**What needs to be done:**
List each line in the material below that contains the word "military". Case counts.

**Records:**
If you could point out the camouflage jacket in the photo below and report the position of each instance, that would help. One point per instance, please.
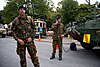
(58, 30)
(23, 28)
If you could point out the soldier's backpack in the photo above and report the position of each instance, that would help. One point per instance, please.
(73, 46)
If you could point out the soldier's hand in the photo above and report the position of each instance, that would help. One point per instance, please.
(21, 41)
(29, 39)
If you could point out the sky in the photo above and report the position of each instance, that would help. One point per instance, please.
(2, 2)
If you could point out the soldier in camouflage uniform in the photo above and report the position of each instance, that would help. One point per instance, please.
(57, 28)
(23, 32)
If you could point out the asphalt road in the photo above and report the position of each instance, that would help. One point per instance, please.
(79, 58)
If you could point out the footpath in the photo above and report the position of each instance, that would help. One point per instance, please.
(65, 40)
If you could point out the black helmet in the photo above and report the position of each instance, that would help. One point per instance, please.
(21, 6)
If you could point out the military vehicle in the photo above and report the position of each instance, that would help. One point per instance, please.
(2, 31)
(86, 31)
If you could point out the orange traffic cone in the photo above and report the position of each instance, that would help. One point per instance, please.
(39, 39)
(57, 46)
(28, 56)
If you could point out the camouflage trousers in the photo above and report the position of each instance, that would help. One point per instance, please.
(21, 51)
(59, 42)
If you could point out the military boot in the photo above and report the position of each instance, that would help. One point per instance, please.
(53, 56)
(60, 57)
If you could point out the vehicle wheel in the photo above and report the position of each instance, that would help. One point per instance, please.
(87, 46)
(4, 36)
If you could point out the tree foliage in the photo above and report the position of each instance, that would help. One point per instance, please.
(35, 8)
(69, 10)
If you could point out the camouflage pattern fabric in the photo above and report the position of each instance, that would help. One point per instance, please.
(23, 29)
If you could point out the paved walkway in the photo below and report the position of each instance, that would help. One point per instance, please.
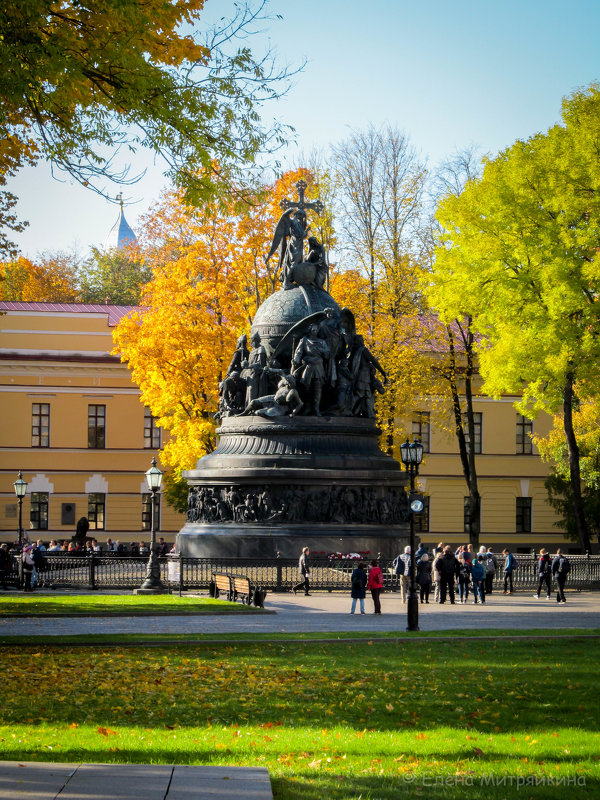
(28, 780)
(322, 612)
(328, 613)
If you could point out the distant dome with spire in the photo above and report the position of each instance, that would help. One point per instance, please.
(120, 235)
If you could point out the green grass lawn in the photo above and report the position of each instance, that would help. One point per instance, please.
(374, 719)
(106, 604)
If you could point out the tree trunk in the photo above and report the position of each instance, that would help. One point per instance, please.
(574, 471)
(466, 446)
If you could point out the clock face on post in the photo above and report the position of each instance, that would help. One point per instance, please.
(417, 506)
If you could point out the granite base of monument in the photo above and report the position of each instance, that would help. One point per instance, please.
(237, 541)
(273, 486)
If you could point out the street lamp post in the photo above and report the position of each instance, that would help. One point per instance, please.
(152, 583)
(20, 490)
(412, 455)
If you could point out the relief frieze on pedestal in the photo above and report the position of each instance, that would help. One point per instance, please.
(296, 504)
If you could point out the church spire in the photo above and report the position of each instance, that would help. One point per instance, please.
(121, 234)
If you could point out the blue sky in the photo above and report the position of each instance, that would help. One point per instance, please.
(449, 74)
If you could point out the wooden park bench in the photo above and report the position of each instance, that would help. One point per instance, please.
(221, 584)
(237, 588)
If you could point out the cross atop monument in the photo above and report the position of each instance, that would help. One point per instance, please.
(316, 205)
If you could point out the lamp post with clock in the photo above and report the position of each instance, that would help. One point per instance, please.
(412, 455)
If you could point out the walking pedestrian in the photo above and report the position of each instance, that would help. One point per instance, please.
(304, 570)
(478, 579)
(437, 578)
(560, 570)
(544, 574)
(421, 550)
(464, 576)
(375, 584)
(424, 577)
(491, 567)
(358, 588)
(448, 569)
(402, 570)
(510, 564)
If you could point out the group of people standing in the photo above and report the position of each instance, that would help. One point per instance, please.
(446, 572)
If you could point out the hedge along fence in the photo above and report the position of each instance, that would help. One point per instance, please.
(116, 571)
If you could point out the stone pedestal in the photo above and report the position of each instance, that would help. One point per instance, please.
(273, 486)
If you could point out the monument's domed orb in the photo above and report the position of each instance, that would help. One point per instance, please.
(282, 310)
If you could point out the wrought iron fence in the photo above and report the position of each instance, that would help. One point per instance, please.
(116, 571)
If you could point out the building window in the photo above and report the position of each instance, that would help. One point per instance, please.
(96, 508)
(151, 431)
(147, 513)
(477, 424)
(97, 426)
(38, 514)
(467, 524)
(422, 519)
(523, 515)
(524, 431)
(40, 425)
(421, 428)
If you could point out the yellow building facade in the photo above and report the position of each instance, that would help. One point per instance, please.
(72, 421)
(511, 475)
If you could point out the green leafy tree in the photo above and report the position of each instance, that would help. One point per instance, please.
(519, 253)
(114, 276)
(50, 278)
(560, 499)
(84, 81)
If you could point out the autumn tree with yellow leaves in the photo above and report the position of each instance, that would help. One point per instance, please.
(209, 276)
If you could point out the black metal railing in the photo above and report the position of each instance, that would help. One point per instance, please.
(116, 571)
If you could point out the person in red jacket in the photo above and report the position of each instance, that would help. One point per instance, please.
(375, 584)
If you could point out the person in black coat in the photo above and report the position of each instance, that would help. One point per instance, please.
(448, 568)
(544, 574)
(358, 587)
(424, 577)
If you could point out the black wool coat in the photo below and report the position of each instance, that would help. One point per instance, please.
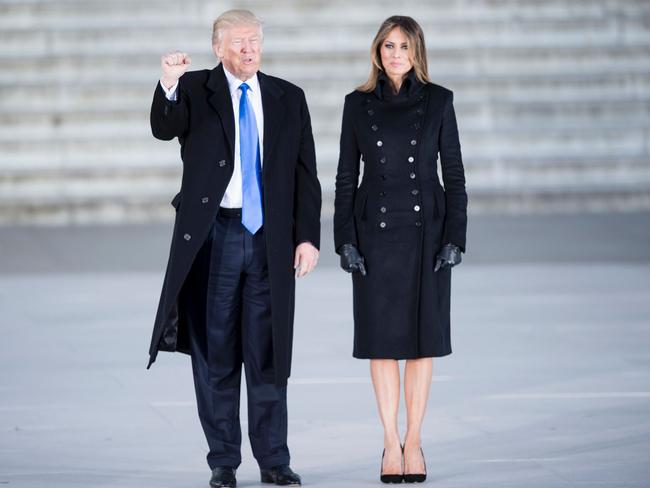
(202, 119)
(400, 215)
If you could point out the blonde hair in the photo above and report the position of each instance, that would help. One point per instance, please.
(417, 49)
(232, 18)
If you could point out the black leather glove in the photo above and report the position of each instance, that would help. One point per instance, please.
(351, 260)
(448, 257)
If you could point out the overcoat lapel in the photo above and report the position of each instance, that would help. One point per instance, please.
(274, 112)
(221, 101)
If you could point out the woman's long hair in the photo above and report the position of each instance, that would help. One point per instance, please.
(417, 49)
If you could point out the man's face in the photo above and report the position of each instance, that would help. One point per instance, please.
(240, 50)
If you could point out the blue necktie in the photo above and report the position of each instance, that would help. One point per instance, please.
(249, 150)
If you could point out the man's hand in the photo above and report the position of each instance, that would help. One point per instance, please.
(174, 65)
(306, 259)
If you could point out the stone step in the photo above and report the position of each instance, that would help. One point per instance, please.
(100, 183)
(56, 123)
(26, 12)
(461, 33)
(113, 68)
(583, 144)
(147, 208)
(133, 94)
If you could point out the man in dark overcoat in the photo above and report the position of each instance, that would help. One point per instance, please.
(247, 223)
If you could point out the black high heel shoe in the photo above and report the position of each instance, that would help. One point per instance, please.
(388, 478)
(417, 478)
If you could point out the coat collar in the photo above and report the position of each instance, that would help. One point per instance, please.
(221, 101)
(410, 86)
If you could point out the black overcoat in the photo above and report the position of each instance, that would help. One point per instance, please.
(400, 215)
(202, 119)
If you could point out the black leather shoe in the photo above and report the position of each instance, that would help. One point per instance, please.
(388, 478)
(419, 477)
(280, 475)
(223, 476)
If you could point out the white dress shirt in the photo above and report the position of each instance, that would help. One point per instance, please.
(233, 196)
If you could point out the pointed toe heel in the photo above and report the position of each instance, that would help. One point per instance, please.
(417, 477)
(388, 478)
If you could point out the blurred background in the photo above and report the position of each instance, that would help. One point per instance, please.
(550, 381)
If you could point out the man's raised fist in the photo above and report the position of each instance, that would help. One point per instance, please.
(174, 65)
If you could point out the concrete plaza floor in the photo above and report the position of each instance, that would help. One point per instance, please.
(548, 385)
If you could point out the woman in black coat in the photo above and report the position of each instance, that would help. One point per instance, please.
(400, 232)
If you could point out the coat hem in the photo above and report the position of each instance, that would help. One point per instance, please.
(436, 354)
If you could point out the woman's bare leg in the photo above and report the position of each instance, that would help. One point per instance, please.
(417, 383)
(385, 380)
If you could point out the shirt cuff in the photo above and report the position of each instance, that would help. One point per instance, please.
(171, 93)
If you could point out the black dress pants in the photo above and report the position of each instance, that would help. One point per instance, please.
(227, 305)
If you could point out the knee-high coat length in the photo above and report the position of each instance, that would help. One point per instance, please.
(202, 119)
(400, 215)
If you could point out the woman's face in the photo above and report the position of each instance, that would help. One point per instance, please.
(395, 56)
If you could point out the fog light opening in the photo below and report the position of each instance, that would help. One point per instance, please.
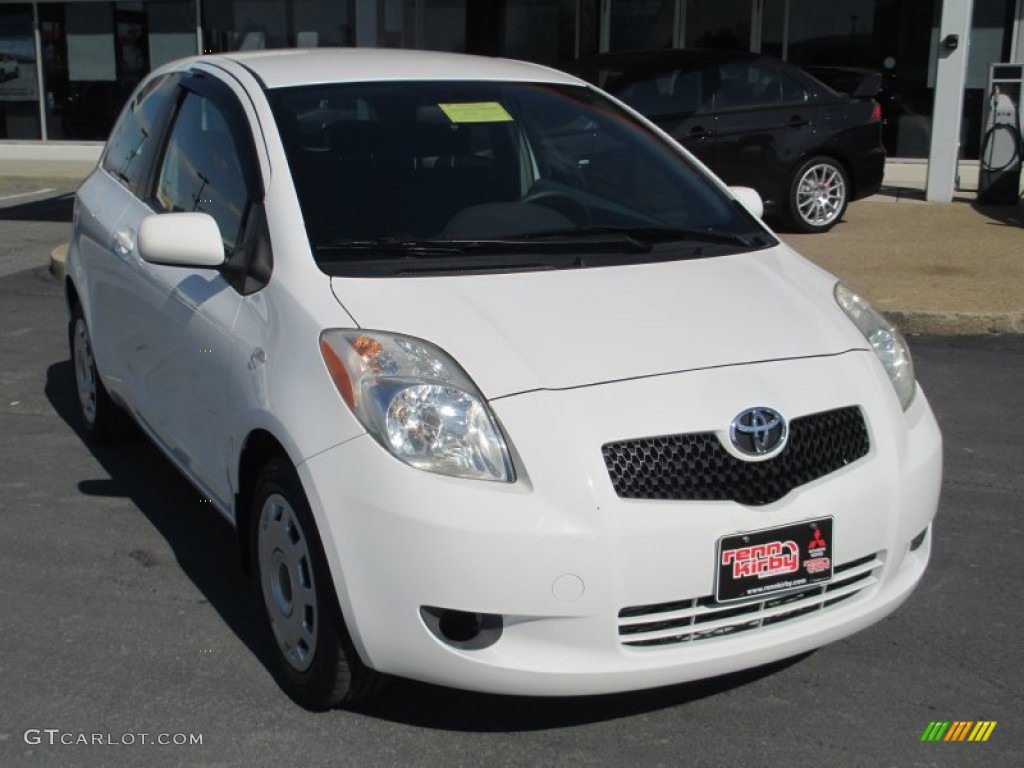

**Complete response:**
If you could point out the military vehicle in the photo above and report the position of each instance, that would help. One point per instance, please.
If you could point out the military boot in the photo above and report the position of each instance, that would help. One point per instance, please.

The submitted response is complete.